• **AIM**:
Output the material below in full, exactly as it is.

• **STORED DATA**:
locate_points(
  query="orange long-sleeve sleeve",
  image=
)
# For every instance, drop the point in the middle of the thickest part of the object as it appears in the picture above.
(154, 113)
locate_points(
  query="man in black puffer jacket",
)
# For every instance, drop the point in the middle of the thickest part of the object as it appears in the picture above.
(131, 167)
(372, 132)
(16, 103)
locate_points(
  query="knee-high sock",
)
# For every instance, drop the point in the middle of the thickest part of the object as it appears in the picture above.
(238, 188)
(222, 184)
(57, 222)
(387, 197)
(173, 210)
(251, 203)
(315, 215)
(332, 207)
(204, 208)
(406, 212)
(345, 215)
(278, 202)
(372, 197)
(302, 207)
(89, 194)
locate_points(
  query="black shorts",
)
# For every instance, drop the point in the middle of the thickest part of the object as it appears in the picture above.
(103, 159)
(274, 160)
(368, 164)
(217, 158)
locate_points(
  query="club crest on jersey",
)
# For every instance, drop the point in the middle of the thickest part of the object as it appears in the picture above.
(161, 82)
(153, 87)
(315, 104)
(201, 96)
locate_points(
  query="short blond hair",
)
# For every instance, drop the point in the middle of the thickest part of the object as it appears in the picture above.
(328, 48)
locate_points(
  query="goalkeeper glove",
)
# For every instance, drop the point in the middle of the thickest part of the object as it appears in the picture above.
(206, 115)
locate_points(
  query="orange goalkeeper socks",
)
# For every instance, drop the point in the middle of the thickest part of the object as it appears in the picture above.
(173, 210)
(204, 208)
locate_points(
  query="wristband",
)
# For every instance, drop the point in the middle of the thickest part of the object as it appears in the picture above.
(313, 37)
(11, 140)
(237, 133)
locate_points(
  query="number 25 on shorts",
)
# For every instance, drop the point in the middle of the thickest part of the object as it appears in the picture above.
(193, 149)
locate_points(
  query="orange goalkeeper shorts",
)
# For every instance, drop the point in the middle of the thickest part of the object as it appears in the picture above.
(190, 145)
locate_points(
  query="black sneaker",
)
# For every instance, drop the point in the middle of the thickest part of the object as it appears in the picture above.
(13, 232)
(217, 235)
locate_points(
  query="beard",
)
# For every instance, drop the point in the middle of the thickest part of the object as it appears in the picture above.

• **COMPLETE OUTPUT**:
locate_points(
  query="orange long-sleeve sleeve",
  image=
)
# For every instance, drop the point in the middle of the thickest part of the object as it appears in the picture above.
(154, 113)
locate_points(
  query="man in black puffer jacket",
)
# For every instance, drop the point in the middle of the thickest part of the object as it appears in the picture above.
(131, 167)
(372, 132)
(16, 103)
locate_points(
  query="knee-high sock",
)
# For every instance, drop the point in the middle of the thickest part of the object as it appears in the picture above.
(238, 188)
(222, 184)
(57, 222)
(387, 197)
(173, 210)
(251, 203)
(315, 215)
(332, 207)
(204, 208)
(406, 212)
(345, 215)
(278, 202)
(372, 197)
(302, 207)
(89, 194)
locate_points(
  query="black shorts",
)
# For every instance, drop the point in the middle of the thickest part of the object as it appears in the picture above.
(103, 159)
(274, 160)
(368, 164)
(217, 158)
locate_points(
  query="club crest on jersey",
)
# For every instance, drop the point in the middle of the thickest part of the object as it appears in the picture above.
(161, 82)
(153, 87)
(315, 104)
(201, 96)
locate_points(
  query="short blond hair",
)
# For every instance, drop the point in the middle of the thickest part of the object as it appears in the picture above.
(328, 48)
locate_points(
  query="goalkeeper glove",
)
# For every instance, drop the point in the middle of the thickest part of the object as it appears in the picture above.
(206, 115)
locate_points(
  query="orange goalkeeper socks",
)
# For every instance, drop the point in the middle of the thickest part of the object as it appears in the picture above.
(173, 210)
(204, 208)
locate_points(
  query="wristband",
)
# For every instance, drop the point in the middle of the thickest part of the object as it appears in the picture above.
(313, 37)
(11, 140)
(237, 133)
locate_points(
  query="number 25 on shorts",
)
# For every instance, drop the point in the middle of the thickest part of the object as it appears in the picture above.
(193, 149)
locate_points(
  query="orange goalkeeper shorts",
)
# For every instance, drop the point in the middle of the thickest part of the object as it appears in the picture above.
(190, 145)
locate_points(
  query="black sneaker",
)
# For every instance, drop the point in the middle of the thickest part of the object as it appears in the picture above.
(13, 232)
(217, 235)
locate_points(
  query="beard",
)
# For every instance, drop the point in the middle of the thickest part of the object as it appears in the picture above.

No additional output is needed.